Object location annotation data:
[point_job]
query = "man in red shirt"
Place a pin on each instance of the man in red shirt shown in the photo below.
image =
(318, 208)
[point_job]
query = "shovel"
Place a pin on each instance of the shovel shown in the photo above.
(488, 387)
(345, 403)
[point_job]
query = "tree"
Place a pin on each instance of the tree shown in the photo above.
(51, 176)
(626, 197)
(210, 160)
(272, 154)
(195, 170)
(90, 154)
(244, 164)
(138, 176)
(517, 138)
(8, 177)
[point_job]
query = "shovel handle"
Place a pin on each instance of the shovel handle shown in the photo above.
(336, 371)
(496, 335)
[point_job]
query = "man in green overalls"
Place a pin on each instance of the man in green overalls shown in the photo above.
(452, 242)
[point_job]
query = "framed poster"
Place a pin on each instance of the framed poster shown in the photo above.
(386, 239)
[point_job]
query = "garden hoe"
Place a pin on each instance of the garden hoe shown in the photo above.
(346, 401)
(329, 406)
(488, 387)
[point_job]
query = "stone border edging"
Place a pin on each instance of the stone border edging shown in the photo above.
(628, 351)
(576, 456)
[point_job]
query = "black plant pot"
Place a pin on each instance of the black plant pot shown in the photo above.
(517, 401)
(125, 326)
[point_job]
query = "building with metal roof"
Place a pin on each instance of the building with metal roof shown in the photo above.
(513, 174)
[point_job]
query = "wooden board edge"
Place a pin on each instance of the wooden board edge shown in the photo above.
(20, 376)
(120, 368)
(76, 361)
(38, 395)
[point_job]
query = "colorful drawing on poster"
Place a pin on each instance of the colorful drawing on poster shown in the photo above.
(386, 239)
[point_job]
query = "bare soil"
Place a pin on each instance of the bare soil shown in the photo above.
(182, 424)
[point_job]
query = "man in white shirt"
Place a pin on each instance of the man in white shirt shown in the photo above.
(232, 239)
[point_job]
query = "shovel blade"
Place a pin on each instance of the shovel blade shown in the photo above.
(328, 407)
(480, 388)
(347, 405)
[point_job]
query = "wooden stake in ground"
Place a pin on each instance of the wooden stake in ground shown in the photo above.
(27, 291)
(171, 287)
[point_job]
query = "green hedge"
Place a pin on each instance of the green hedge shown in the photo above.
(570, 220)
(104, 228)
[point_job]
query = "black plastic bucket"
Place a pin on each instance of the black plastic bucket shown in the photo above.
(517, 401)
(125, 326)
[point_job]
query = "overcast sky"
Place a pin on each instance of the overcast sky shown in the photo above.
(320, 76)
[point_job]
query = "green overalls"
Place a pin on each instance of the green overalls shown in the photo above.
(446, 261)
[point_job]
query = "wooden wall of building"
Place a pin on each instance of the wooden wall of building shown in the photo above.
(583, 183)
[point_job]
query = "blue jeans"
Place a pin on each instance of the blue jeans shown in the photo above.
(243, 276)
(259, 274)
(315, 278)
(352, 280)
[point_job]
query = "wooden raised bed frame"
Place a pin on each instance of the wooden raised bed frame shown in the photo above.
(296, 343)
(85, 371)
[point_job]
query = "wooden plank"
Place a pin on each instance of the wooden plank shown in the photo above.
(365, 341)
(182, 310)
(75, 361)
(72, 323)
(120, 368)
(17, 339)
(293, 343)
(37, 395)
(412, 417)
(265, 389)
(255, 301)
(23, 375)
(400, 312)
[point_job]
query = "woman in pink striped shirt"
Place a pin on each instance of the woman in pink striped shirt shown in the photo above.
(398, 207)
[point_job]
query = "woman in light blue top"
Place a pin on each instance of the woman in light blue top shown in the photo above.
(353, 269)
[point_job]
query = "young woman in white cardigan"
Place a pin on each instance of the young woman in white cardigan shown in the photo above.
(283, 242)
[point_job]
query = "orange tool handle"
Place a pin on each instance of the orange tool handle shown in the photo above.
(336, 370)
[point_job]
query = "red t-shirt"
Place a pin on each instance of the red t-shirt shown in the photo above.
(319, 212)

§ REQUIRED TASK
Type out the material again exactly as presented.

§ CORRECT OUTPUT
[point_job]
query = "man in red shirt"
Place a pin on each instance of the man in red shirt shown in the photo below.
image =
(318, 208)
[point_job]
query = "shovel"
Place a pin on each instance of the shovel shown in the photo above.
(488, 387)
(345, 403)
[point_job]
query = "tree"
Place a pin on each instance of the tree shown in the photo above.
(51, 176)
(626, 197)
(210, 160)
(272, 154)
(195, 170)
(90, 154)
(244, 164)
(138, 176)
(517, 138)
(8, 177)
[point_job]
query = "shovel handle"
Place a pin on each instance of the shovel handle shown in the photo above.
(336, 371)
(496, 335)
[point_job]
query = "man in green overalls"
Place a pin on each instance of the man in green overalls shown in the photo above.
(452, 242)
[point_job]
query = "framed poster"
Place a pin on each instance of the framed poster shown in the photo above.
(386, 239)
[point_job]
query = "garden hoe"
Place a pin on each instance of the garden hoe shown in the photo above.
(346, 401)
(329, 406)
(488, 387)
[point_job]
query = "stone border edging"
Place a pin on each instance of the stone border edging shown in the photo above.
(628, 351)
(576, 456)
[point_job]
query = "black plant pot"
Place a pin on each instance of the black plant pot shown in the photo above.
(517, 401)
(125, 326)
[point_job]
query = "building with metal roof"
Place a pin on each instance of the building with metal roof shown in the photo above.
(513, 174)
[point_job]
query = "wooden board edge"
Place a pin on each instance of the wooden board edge shown in the photo above.
(20, 376)
(120, 368)
(76, 361)
(38, 395)
[point_job]
query = "colorful drawing on poster"
Place a pin on each instance of the colorful drawing on poster shown in the photo above.
(386, 239)
[point_job]
query = "bare soil"
Place a pin on each instance of the bare soil shown in the photo above.
(182, 424)
[point_job]
query = "man in white shirt"
Place a pin on each instance of the man in white shirt shown in the photo above.
(232, 239)
[point_job]
query = "shovel blade"
Place a pin on each instance of the shovel blade shown in the photo above.
(328, 407)
(480, 388)
(347, 405)
[point_job]
query = "wooden stake in ground"
Place a pin on each instance of the wooden stake in ground shown in the photo above.
(27, 291)
(171, 287)
[point_job]
query = "green hedge"
Place a pin on each instance of the green hedge shown in the photo above.
(570, 220)
(104, 228)
[point_job]
query = "black plastic bucket"
Place a pin on each instance of the black plastic bucket shown in the photo above.
(517, 401)
(125, 326)
[point_job]
query = "overcast sky"
Place a pin on each instance of the overcast sky shown in the photo above.
(320, 76)
[point_job]
query = "green overalls"
Place a pin on each instance of the green overalls shown in the photo above.
(446, 261)
[point_job]
query = "wooden wall of building"
Place a pin on each instance of the wooden wall of building shown in the photo above.
(583, 183)
[point_job]
query = "blue jeans"
Place a pin on each instance of the blue jeans shown in the photo above.
(243, 276)
(259, 274)
(315, 278)
(352, 280)
[point_job]
query = "wooden raised bed frame"
Place a pin on each instance of the wooden raised bed frame shown in the photo above.
(296, 343)
(85, 371)
[point_job]
query = "wooden plank"
Place a pin on each instance of the wooden plank shown in the photo above.
(365, 341)
(182, 310)
(75, 361)
(72, 323)
(120, 368)
(17, 339)
(293, 343)
(37, 395)
(412, 417)
(265, 389)
(255, 301)
(23, 375)
(400, 312)
[point_job]
query = "woman in pink striped shirt"
Place a pin on each instance of the woman in pink striped shirt shown in the photo above.
(398, 207)
[point_job]
query = "woman in light blue top"
Place a pin on each instance of the woman in light blue top shown in the photo above.
(353, 269)
[point_job]
query = "young woman in white cardigan"
Place a pin on each instance of the young woman in white cardigan shown in the photo above.
(283, 242)
[point_job]
query = "orange tool handle"
Place a pin on each instance of the orange tool handle shown in the photo above.
(336, 370)
[point_job]
query = "red t-shirt"
Place a pin on each instance of the red t-shirt shown in the photo above.
(319, 212)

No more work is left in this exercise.